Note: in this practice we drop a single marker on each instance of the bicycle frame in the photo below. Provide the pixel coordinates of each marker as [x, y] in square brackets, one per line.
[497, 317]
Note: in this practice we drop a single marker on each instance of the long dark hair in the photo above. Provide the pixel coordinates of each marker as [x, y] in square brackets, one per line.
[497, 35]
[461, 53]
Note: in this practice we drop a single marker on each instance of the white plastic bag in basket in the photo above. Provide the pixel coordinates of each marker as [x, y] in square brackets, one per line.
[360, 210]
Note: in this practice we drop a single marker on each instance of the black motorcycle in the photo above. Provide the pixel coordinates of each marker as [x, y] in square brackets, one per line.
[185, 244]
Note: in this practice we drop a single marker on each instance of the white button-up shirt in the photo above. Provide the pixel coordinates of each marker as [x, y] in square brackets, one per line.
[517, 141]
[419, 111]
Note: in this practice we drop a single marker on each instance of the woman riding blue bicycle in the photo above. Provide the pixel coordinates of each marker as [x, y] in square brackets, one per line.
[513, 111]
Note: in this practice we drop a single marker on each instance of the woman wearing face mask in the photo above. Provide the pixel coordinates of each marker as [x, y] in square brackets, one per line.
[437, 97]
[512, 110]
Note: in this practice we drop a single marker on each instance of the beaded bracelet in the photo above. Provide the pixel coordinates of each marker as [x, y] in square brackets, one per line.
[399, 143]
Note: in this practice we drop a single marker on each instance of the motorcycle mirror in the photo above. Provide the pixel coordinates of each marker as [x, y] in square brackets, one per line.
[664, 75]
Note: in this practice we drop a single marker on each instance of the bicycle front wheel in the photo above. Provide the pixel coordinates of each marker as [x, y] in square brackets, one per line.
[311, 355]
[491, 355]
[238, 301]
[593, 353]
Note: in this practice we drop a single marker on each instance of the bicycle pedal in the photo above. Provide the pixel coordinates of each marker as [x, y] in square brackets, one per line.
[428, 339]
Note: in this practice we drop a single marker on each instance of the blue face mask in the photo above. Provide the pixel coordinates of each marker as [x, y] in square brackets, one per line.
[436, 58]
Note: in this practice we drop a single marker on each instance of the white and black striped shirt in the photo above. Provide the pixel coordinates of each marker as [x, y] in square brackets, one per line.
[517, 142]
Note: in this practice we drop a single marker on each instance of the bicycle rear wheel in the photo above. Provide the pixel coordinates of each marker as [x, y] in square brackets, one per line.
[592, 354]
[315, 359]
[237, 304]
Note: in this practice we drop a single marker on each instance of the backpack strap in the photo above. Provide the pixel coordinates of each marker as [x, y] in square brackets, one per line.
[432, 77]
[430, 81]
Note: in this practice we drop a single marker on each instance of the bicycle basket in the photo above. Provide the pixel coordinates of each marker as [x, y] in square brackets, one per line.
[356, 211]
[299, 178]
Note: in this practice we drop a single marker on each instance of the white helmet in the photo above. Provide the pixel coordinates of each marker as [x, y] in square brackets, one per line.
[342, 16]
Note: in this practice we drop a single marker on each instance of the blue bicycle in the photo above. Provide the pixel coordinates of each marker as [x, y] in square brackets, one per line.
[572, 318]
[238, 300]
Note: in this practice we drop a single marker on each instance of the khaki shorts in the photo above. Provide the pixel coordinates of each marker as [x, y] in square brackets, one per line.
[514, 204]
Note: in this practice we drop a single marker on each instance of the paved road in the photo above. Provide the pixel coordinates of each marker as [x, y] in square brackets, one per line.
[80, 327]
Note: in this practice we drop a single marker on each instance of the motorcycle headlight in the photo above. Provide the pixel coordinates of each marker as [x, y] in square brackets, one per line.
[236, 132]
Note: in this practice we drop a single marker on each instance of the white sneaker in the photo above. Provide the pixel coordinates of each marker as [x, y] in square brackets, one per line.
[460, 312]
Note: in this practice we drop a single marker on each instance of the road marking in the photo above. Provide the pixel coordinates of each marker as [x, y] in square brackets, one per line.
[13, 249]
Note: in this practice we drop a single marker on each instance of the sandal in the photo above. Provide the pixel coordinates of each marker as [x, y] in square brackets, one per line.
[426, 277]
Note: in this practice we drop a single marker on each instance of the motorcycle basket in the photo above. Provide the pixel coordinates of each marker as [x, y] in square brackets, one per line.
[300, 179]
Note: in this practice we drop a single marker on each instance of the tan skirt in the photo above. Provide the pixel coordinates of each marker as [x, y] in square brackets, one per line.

## Challenge
Please put every line from the one with "of the sandal" to the last line of the rows into a Markdown table with the columns Number and Line text, leaving out blank lines.

## Correct response
| Number | Line text |
|---|---|
| 1 | Note: in this practice we drop a single marker on each instance of the sandal in the photo above. Provide the pixel coordinates of each marker as [x, y] in square brackets, one per line. |
| 2 | [426, 277] |
| 3 | Note: in this practice we drop a single marker on each instance of the motorcycle basket in the photo above. Provide the pixel coordinates of each marker as [x, y] in square brackets, one per line. |
| 4 | [300, 179] |
| 5 | Note: in this practice we drop a single marker on each instance of the tan skirt in the photo above. Provide the pixel coordinates of each marker as [x, y] in square brackets, one per line. |